Thursday, November 26, 2009

Education

Is J-School Worth It?

Opportunities for hands-on learning, but payoff is not guaranteed

By Kevin Whitelaw
Posted 3/10/96
Page 4 of 5

Practical. U.S. News recognizes the differences among institutions. In this, our first study of graduate schools of journalism and mass communications, the magazine, after consultation with academic experts, decided to focus on specialty rankings in the professions to maximize the usefulness of the survey for prospective applicants. We did not include the few specialty institutions like Harvard's Shorenstein Center on Press, Politics and Public Policy, which, as its name suggests, focuses largely on the study of ways that the media affect the evolution of governmental policies.

How can prospective applicants tell into which category a school falls? The answer: Examine the credentials of the faculty. If the teaching staff is composed primarily of Ph.D.'s, chances are that the school offers more theory than tradecraft. But if a school--the University of California at Berkeley, for instance--requires most of the faculty to have only significant professional experience, then its priorities are clearly the reverse.

* [Exercise set]:
**a.** Please duplicate the stretch of the journalism school article from "Practical. U.S. News" through "of governmental policies.", word for word.
**b.** Go on with the article on journalism graduate schools from the point where it stops.

[Point annotations for photos]

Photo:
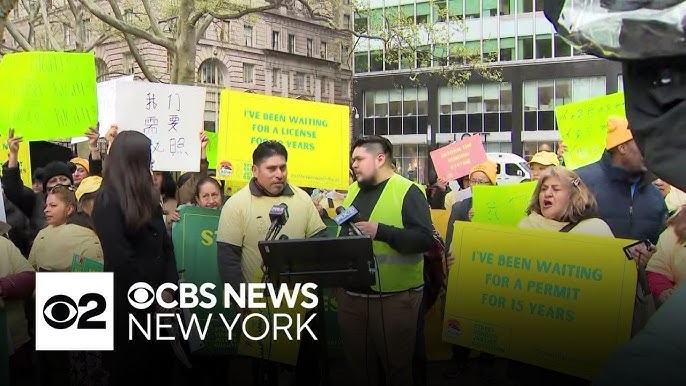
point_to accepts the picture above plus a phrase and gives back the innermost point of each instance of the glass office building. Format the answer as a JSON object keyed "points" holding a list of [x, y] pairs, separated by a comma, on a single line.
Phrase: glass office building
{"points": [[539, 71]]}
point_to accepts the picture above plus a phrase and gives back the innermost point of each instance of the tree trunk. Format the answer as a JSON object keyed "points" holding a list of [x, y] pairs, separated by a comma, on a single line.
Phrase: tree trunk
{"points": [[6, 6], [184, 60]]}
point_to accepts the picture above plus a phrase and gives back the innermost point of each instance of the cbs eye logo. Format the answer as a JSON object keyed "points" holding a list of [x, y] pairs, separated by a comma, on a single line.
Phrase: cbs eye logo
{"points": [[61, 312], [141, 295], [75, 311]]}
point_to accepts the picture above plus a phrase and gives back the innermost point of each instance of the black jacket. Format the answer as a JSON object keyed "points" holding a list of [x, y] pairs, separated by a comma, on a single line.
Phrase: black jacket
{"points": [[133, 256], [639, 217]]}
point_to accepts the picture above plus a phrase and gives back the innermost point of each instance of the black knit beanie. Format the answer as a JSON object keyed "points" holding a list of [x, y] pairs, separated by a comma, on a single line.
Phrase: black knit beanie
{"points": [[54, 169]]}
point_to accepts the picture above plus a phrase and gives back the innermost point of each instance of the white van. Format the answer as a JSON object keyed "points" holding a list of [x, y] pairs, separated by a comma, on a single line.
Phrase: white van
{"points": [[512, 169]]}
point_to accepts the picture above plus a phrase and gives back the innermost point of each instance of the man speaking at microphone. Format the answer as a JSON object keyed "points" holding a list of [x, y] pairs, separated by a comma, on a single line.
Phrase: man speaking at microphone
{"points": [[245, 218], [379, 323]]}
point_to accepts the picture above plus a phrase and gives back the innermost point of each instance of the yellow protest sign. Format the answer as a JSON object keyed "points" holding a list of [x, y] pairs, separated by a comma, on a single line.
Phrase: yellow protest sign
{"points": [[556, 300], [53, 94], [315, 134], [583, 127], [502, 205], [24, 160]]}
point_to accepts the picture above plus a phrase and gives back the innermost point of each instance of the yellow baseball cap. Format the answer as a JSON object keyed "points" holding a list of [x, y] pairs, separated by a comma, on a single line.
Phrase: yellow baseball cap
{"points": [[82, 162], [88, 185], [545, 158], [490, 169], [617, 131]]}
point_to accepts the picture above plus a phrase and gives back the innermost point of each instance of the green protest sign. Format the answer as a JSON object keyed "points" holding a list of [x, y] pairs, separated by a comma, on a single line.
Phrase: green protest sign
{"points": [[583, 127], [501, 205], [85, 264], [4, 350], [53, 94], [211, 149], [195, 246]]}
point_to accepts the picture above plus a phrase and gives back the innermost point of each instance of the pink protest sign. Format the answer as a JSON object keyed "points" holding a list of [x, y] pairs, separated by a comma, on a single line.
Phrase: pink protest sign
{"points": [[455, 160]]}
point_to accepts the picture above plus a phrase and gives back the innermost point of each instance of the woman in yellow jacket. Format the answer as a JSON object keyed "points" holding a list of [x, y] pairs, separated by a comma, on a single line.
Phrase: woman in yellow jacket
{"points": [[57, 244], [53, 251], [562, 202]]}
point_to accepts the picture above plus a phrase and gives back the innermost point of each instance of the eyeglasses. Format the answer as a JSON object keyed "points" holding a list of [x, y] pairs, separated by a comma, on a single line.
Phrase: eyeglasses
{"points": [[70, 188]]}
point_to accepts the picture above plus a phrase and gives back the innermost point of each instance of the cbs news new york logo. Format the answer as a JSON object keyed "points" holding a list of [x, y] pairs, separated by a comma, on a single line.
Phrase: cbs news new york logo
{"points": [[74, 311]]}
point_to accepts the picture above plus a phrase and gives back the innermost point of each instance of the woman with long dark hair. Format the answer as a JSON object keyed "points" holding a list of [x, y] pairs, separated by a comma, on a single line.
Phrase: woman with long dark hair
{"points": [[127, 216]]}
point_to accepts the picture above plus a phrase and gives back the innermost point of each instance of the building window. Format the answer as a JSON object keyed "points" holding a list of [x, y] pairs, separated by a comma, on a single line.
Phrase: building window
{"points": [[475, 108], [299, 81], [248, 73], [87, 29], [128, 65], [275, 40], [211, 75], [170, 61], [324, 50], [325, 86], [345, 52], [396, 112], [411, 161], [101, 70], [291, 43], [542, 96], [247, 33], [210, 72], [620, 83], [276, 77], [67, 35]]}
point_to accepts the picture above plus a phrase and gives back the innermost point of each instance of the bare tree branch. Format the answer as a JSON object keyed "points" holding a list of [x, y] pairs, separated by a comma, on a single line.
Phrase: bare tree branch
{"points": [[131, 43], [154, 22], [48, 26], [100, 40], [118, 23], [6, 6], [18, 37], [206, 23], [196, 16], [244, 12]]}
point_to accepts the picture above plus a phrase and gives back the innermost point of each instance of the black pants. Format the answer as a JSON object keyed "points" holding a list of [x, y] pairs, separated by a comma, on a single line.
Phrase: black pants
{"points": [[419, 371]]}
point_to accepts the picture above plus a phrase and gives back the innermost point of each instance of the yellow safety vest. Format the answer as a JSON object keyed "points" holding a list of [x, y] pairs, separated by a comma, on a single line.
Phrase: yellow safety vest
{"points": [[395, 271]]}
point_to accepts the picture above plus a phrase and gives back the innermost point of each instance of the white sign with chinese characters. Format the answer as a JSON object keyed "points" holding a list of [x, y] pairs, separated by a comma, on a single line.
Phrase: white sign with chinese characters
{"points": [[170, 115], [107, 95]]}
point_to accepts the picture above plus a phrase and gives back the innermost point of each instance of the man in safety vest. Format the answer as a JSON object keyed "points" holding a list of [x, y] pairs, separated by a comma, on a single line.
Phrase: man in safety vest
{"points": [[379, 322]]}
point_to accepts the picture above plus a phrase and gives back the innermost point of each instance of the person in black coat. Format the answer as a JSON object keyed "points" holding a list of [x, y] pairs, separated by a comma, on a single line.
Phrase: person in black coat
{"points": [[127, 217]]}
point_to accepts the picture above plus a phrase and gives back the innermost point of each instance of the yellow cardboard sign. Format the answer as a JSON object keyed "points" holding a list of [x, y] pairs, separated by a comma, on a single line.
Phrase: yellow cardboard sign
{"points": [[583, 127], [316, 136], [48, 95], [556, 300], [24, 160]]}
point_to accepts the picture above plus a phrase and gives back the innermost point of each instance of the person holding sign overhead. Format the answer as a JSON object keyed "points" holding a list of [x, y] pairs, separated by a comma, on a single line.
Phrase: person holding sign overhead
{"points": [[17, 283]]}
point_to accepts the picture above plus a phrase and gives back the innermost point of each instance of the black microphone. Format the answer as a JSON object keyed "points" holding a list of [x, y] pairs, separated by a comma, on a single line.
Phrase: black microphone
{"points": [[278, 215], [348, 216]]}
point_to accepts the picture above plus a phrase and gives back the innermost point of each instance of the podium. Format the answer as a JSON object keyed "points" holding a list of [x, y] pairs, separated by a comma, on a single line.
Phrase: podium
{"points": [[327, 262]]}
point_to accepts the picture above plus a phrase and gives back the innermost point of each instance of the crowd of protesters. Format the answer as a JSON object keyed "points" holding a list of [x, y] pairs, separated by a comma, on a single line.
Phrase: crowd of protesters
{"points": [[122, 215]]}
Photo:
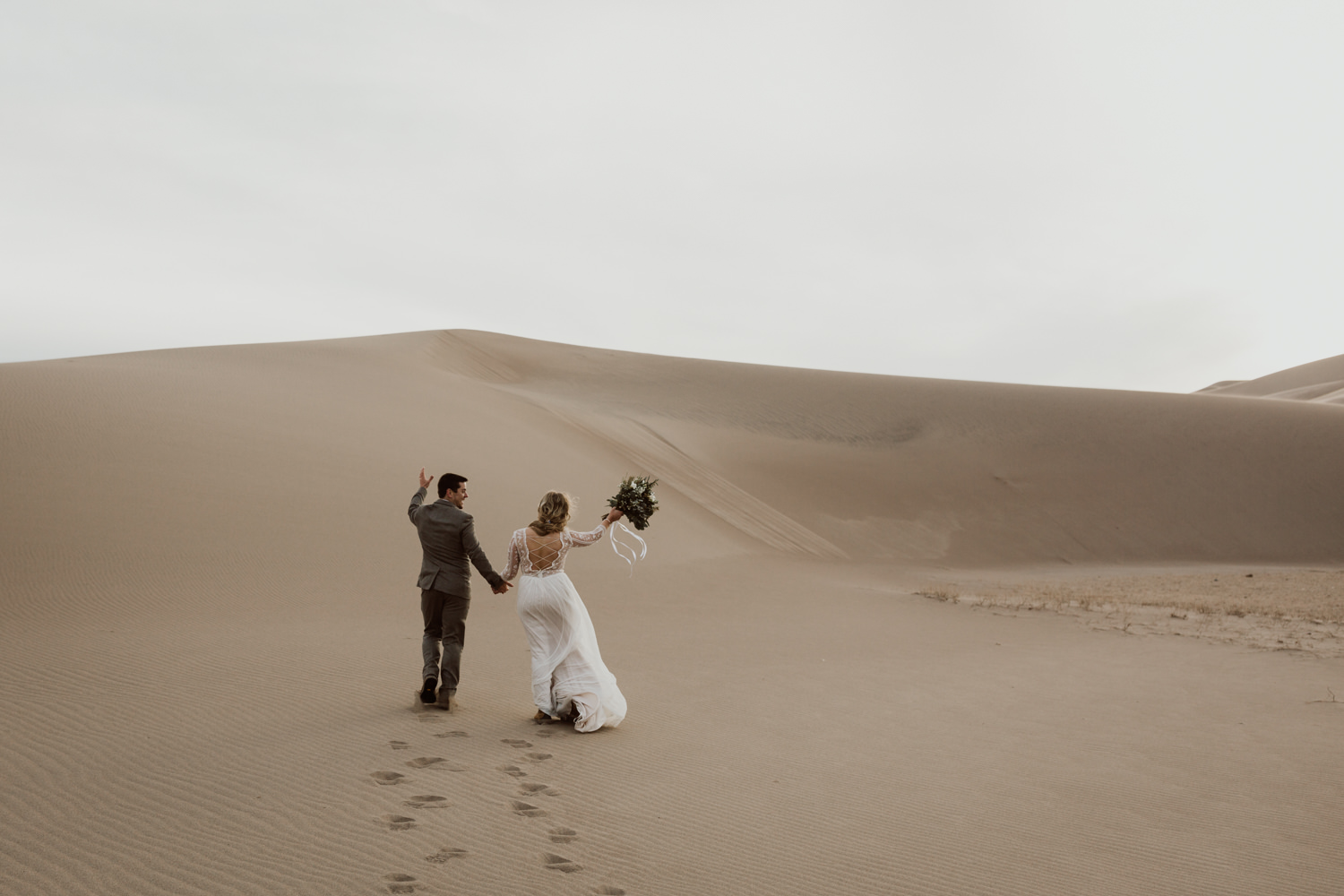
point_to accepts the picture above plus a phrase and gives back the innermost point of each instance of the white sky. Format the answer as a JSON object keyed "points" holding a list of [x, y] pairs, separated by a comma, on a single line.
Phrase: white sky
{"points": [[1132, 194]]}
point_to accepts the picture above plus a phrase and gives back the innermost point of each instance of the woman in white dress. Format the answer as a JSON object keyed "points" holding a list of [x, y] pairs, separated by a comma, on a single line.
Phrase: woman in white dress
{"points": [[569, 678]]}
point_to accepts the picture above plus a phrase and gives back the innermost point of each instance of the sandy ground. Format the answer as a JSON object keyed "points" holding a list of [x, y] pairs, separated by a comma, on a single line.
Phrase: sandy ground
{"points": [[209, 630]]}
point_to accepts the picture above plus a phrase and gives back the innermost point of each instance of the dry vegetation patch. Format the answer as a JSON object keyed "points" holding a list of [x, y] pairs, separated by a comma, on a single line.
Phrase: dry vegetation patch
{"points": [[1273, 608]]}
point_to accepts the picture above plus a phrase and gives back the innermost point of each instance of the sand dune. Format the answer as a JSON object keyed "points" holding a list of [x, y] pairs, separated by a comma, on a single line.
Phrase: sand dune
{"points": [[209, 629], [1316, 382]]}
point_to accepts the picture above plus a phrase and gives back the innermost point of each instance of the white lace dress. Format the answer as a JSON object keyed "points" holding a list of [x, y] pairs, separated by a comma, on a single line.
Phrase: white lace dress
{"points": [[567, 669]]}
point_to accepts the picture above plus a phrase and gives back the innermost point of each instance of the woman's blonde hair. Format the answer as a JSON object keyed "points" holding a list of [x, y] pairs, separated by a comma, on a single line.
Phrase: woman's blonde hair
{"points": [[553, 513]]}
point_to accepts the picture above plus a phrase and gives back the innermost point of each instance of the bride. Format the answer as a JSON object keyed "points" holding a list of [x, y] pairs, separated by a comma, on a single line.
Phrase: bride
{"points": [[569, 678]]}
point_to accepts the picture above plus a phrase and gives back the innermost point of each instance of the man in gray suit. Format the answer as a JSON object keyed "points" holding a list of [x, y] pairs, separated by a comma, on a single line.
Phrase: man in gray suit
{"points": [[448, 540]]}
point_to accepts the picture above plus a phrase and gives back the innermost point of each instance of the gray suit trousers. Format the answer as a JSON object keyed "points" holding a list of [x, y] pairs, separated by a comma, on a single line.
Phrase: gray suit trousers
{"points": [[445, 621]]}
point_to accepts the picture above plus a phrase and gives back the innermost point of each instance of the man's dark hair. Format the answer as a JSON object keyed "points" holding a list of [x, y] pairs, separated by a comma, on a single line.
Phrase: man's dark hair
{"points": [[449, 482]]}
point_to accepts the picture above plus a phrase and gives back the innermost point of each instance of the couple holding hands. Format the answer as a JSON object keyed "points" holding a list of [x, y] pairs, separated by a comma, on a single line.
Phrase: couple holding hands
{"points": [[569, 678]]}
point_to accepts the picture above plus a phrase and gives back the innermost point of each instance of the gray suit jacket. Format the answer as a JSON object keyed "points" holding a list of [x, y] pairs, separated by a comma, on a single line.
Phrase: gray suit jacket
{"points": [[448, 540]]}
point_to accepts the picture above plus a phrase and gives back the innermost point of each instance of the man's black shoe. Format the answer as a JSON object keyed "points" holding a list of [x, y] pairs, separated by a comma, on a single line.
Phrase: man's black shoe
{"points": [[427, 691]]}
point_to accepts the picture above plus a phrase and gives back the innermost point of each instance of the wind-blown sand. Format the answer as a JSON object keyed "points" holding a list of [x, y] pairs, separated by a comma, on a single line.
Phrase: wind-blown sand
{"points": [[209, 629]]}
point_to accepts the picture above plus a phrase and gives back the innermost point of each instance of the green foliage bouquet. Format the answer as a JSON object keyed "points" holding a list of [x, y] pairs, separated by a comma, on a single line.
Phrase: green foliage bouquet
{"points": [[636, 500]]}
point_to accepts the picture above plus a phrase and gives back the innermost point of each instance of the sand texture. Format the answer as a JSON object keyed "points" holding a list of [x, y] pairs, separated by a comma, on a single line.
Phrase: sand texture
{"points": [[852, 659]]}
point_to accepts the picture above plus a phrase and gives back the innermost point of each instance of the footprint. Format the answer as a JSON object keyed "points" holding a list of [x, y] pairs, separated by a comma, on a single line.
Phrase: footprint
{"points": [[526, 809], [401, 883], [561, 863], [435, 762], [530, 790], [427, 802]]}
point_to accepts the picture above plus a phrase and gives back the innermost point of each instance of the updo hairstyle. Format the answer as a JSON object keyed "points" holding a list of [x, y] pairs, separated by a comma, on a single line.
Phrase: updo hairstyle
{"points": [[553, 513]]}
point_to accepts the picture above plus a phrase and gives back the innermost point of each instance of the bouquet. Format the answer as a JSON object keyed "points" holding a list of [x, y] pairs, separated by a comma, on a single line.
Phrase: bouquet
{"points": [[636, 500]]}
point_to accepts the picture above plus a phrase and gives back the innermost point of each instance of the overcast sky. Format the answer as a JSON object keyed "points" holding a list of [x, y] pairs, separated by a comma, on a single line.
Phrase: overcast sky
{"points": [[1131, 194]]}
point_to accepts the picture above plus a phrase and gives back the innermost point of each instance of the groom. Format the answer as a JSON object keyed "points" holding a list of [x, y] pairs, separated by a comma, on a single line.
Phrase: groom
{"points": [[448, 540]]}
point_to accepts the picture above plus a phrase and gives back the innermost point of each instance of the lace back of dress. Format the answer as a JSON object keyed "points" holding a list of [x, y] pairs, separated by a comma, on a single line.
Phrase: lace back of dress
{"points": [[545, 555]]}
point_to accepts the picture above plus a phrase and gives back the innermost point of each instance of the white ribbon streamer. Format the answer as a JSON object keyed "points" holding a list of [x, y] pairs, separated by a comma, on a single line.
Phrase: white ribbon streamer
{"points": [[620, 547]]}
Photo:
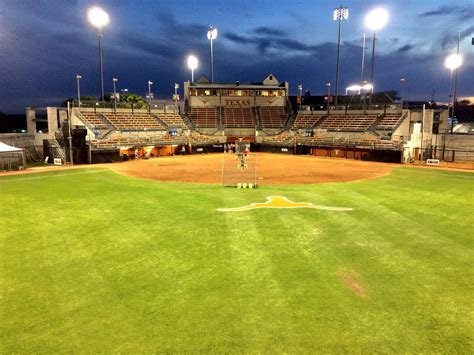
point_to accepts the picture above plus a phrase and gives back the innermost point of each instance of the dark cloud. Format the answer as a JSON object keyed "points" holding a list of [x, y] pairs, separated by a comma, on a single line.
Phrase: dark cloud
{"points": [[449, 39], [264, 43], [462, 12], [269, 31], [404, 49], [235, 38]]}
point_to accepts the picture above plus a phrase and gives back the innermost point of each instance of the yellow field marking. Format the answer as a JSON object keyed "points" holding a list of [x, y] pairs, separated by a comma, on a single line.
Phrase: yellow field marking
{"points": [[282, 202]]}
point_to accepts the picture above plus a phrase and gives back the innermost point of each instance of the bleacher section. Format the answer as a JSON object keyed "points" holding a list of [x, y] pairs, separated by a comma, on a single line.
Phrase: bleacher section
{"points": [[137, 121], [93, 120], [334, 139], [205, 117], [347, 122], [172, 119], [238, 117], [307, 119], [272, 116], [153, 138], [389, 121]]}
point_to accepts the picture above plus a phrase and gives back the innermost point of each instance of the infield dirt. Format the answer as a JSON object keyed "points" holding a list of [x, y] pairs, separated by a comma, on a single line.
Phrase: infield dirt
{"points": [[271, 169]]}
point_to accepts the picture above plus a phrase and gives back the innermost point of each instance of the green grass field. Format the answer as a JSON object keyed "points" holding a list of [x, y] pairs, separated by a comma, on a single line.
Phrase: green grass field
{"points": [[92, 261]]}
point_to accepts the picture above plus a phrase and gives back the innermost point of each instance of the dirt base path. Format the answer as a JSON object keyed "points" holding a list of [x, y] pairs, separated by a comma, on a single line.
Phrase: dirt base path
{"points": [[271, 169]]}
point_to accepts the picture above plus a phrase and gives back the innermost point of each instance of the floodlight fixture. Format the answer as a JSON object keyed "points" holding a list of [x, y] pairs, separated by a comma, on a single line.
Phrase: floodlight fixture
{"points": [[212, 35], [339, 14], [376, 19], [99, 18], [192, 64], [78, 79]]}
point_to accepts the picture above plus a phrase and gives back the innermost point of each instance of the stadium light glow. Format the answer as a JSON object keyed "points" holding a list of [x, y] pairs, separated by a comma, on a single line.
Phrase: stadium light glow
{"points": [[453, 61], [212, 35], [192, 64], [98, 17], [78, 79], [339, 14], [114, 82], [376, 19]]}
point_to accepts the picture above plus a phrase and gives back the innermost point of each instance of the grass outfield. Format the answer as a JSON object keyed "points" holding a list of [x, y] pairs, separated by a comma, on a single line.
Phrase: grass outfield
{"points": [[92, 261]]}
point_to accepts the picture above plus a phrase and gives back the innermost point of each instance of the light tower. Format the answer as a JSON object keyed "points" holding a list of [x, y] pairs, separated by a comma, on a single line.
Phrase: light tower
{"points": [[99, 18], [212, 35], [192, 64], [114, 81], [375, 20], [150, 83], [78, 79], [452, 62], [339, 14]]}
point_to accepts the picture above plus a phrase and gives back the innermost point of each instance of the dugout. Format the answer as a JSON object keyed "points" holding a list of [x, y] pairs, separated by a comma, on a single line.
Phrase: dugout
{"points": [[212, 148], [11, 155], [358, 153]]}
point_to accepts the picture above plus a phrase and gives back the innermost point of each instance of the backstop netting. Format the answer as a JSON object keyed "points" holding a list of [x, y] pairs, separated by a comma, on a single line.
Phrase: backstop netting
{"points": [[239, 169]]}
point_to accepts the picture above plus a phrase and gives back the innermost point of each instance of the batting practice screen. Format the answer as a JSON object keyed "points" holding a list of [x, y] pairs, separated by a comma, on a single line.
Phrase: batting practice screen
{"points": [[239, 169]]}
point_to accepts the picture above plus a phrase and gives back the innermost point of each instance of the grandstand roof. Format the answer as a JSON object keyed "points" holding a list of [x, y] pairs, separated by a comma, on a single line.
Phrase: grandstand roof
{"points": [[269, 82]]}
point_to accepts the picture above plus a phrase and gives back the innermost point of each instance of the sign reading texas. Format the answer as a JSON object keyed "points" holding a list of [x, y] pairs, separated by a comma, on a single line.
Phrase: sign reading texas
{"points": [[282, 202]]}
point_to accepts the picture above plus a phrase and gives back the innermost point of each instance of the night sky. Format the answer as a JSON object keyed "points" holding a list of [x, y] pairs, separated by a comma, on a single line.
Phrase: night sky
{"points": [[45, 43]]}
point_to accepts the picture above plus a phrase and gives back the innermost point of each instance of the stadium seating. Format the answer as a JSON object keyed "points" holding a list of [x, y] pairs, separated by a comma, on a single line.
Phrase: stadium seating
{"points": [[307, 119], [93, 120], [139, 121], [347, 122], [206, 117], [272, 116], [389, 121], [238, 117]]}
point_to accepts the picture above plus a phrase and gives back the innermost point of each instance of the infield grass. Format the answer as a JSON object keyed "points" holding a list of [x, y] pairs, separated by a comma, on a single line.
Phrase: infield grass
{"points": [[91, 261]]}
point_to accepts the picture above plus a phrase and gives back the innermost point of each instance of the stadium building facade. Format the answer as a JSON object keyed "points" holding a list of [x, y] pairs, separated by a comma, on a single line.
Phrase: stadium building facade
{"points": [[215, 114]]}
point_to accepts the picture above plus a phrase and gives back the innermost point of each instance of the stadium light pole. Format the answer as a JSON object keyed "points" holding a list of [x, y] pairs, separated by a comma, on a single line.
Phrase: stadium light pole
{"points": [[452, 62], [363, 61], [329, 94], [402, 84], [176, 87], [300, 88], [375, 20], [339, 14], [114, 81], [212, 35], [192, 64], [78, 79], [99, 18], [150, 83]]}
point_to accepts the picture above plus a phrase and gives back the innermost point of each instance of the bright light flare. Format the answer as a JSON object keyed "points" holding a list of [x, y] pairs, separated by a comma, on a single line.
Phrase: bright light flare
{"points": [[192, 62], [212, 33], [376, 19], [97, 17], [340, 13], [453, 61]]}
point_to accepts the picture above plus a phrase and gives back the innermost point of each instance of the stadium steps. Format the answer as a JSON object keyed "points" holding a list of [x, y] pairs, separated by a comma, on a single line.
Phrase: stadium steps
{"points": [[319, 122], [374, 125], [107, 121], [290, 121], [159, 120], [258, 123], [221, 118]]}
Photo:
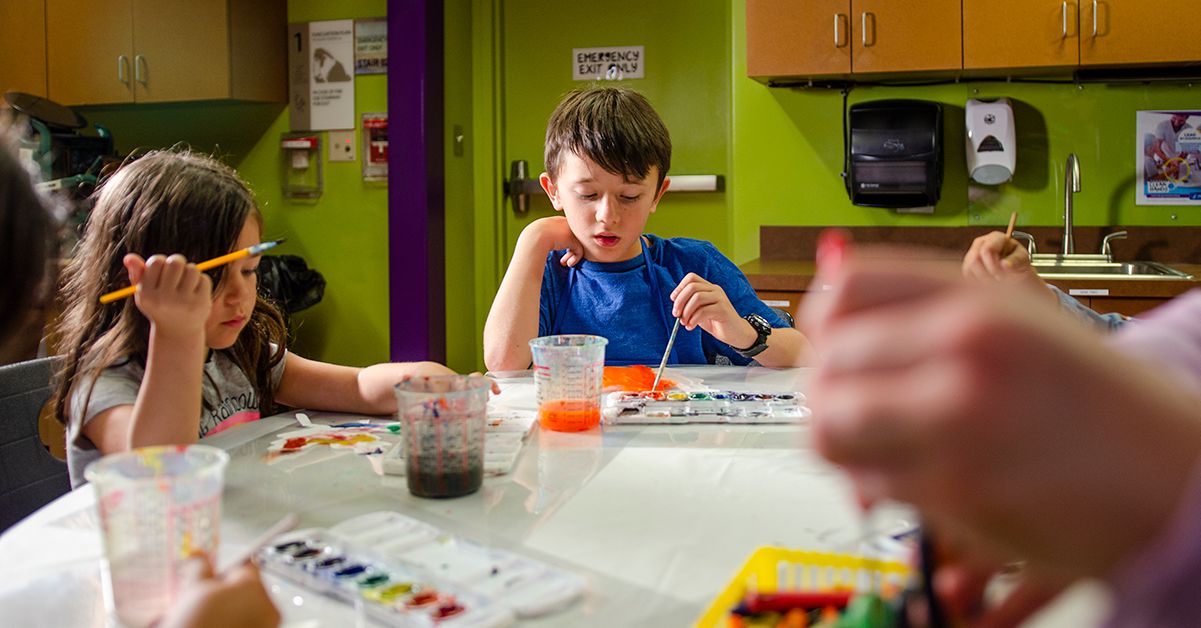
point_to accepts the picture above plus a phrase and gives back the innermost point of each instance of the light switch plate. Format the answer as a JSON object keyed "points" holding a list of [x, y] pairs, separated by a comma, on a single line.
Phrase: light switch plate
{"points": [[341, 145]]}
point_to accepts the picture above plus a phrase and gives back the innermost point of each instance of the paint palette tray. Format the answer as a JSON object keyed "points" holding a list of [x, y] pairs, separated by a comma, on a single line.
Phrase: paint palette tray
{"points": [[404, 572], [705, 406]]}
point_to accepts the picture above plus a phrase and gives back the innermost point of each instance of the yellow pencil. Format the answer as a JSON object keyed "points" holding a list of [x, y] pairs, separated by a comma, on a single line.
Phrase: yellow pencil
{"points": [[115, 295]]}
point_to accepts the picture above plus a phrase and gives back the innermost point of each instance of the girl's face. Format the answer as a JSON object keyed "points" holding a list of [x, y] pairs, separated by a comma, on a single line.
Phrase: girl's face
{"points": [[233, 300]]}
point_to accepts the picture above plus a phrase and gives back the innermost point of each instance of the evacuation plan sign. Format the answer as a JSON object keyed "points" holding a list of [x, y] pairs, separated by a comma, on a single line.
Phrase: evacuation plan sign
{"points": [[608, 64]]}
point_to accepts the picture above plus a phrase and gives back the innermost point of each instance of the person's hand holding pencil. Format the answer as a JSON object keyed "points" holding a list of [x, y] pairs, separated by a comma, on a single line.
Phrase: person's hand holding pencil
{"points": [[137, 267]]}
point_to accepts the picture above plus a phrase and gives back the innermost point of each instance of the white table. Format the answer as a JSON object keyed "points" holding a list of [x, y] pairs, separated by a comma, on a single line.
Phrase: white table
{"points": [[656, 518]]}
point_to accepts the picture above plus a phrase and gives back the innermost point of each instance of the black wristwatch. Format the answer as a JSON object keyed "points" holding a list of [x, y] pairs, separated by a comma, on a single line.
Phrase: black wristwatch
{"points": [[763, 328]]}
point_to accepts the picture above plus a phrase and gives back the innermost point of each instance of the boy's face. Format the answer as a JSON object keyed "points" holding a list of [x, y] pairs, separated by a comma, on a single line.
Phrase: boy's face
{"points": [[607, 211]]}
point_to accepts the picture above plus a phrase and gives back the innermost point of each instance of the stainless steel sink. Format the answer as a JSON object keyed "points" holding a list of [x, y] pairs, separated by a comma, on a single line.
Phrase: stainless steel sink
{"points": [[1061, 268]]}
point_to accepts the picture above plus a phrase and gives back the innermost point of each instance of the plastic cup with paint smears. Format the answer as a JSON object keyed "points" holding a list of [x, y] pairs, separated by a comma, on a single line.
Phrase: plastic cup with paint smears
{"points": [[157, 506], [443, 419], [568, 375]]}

* [Answers provided]:
**a.**
Practical. U.S. News recognizes the differences among institutions. In this, our first study of graduate schools of journalism and mass communications, the magazine, after consultation with academic experts, decided to focus on specialty rankings in the professions to maximize the usefulness of the survey for prospective applicants. We did not include the few specialty institutions like Harvard's Shorenstein Center on Press, Politics and Public Policy, which, as its name suggests, focuses largely on the study of ways that the media affect the evolution of governmental policies.

**b.**
PRACTITIONERS' CHOICES Earlier this year, U.S. News sent reputational surveys to a random sample of 190 print journalists, 180 broadcast journalists, 150 public-relations executives and 150 advertising executives. The same survey was mailed to 340 deans and leading faculty at all graduate programs in journalism and mass communications. The aim: to rank graduate schools of journalism and mass communications by combining the results of the two surveys, using the same statistical methods employed in some of the other U.S. News rankings. However, the response rate among the media professionals--13 percent--was too low to permit statistically representative rankings. Instead, we simply list below--in alphabetical order--those schools cited most often for their high quality by the professionals who responded to our surveys. To the left, we present numerical rankings based on the responses of the academics; their response rate was 40 percent.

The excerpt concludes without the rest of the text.